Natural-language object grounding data
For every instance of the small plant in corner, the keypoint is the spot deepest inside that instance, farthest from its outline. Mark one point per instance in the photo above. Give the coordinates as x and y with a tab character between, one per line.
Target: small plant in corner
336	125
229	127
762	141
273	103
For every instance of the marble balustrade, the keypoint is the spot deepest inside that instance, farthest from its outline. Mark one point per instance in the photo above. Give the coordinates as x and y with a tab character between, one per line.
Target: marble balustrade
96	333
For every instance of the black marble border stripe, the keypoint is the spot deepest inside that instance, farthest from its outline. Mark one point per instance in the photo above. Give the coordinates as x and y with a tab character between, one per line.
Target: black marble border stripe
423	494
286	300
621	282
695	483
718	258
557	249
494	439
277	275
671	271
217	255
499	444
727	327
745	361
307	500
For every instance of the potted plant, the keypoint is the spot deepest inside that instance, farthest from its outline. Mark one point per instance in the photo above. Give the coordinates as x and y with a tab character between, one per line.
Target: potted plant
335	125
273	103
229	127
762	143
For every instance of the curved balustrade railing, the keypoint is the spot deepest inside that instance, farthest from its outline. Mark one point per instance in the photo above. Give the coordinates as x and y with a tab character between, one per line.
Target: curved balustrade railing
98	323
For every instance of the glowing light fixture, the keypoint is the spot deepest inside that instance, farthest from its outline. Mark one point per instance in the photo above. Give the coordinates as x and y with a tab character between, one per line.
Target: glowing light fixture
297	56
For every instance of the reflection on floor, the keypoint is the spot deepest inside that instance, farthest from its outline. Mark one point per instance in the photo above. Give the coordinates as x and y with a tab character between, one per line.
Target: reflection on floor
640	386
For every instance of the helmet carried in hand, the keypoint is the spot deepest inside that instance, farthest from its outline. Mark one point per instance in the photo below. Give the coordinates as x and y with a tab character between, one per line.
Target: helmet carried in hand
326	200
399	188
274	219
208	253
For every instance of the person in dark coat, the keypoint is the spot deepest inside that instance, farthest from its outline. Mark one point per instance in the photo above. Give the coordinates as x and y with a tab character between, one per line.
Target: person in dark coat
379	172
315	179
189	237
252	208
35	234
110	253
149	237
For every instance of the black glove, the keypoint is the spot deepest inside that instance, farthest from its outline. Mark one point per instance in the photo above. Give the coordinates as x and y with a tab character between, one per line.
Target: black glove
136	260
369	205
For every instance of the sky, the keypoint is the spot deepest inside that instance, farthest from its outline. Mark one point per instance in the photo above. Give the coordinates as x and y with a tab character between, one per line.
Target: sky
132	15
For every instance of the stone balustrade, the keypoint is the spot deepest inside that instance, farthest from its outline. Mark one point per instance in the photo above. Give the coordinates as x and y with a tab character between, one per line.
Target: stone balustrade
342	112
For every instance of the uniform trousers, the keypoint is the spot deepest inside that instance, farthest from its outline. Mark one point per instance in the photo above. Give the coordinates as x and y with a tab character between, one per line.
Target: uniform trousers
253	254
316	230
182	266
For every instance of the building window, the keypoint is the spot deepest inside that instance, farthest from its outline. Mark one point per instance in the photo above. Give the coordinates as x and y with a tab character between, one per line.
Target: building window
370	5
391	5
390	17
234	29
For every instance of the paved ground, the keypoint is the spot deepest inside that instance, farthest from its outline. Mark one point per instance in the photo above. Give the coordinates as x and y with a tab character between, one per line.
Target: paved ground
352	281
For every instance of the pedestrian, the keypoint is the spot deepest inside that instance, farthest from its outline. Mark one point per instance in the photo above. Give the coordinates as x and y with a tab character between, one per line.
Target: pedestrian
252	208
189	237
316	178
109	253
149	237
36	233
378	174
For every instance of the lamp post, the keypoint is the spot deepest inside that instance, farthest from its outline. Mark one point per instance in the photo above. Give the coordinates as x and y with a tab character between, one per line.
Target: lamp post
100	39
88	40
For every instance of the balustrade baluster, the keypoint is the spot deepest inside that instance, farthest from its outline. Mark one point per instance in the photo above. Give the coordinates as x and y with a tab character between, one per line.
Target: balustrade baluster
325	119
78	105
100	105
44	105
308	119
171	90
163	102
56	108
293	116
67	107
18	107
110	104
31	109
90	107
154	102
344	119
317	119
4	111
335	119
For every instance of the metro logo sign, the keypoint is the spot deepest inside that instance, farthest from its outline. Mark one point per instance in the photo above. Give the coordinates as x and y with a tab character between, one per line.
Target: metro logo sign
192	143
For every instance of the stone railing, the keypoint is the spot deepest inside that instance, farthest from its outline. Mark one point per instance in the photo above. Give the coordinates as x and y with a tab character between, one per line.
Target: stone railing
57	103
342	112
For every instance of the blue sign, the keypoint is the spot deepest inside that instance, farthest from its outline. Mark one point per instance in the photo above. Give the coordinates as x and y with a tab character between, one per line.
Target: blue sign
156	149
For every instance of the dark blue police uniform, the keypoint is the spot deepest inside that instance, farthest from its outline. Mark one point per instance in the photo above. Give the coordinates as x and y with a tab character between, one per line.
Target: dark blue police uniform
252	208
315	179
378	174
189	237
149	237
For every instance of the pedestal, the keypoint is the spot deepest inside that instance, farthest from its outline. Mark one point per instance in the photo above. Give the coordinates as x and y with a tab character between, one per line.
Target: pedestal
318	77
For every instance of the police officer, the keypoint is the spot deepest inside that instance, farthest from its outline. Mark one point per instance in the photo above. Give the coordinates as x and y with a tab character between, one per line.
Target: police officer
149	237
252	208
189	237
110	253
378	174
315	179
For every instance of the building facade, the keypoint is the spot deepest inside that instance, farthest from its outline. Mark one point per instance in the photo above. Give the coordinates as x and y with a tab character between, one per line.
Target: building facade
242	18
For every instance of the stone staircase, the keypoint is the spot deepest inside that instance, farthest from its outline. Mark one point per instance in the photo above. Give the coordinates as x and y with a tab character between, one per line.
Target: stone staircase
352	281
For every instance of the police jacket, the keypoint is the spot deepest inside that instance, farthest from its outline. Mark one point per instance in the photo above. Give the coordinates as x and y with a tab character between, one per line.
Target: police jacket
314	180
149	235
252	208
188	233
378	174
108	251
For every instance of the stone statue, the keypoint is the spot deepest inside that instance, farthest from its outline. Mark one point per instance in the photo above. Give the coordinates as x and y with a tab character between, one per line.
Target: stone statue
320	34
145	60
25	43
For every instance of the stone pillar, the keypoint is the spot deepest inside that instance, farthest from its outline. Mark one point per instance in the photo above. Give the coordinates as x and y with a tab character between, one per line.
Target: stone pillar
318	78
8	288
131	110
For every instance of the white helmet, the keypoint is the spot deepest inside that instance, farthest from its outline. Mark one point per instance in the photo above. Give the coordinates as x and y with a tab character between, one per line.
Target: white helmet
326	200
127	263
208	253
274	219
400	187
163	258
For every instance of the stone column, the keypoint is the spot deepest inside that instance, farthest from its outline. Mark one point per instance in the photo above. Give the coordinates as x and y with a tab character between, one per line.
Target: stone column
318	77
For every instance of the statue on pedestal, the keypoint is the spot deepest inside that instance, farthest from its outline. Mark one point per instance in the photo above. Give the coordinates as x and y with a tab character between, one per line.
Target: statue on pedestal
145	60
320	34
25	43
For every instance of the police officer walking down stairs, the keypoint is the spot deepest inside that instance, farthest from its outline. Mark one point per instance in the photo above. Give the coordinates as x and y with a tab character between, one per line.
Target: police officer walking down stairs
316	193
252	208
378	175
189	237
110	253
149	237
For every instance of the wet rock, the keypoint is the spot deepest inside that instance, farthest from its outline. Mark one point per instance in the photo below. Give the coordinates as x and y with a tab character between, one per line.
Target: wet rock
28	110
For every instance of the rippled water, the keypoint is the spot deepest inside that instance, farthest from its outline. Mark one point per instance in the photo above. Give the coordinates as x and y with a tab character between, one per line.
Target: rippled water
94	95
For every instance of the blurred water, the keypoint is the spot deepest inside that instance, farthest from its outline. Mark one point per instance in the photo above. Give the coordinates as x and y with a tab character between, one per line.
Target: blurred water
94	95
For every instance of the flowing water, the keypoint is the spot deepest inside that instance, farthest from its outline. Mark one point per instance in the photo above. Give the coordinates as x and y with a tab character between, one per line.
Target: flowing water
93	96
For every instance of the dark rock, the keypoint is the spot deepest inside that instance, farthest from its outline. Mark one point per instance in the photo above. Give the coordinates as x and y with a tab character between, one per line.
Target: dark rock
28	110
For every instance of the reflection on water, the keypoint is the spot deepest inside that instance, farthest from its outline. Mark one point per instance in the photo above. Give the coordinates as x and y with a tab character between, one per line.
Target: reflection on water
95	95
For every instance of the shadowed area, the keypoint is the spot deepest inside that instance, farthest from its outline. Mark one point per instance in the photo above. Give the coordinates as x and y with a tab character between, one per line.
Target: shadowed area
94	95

-- Description of the task --
Copy out the data above word for word, starting at its first line and ending with the line that contains "For every instance of the potted".

-- Written response --
For every instance of the small plant in corner, the keypoint is the spot deepest inside that instance, farthest from its outline. Mark one point per instance in the photo above. Give the coordinates as x and y with a tab character between, one per line.
Target: small plant in corner
336	125
229	127
762	141
273	103
For every instance of the marble balustrade, the keypoint is the spot deepest inside that instance, farthest from its outline. Mark one point per instance in the photo above. Give the coordinates as x and y with a tab character between, one per line.
Target: marble balustrade
96	333
For every instance of the black marble border stripe, the keypoint is the spot deepest inside that instance, farthest from its outline. Mark one point per instance in the photo above. Give the coordinates as x and y with a tab character between, one per line.
Target: black marble border stripe
423	494
286	300
621	282
695	483
718	258
557	249
494	439
277	275
671	271
217	255
499	444
727	327
745	361
307	500
For every instance of the potted plant, the keypoint is the spot deepest inside that instance, farthest from its outline. Mark one point per instance in the photo above. Give the coordinates as x and y with a tab character between, one per line.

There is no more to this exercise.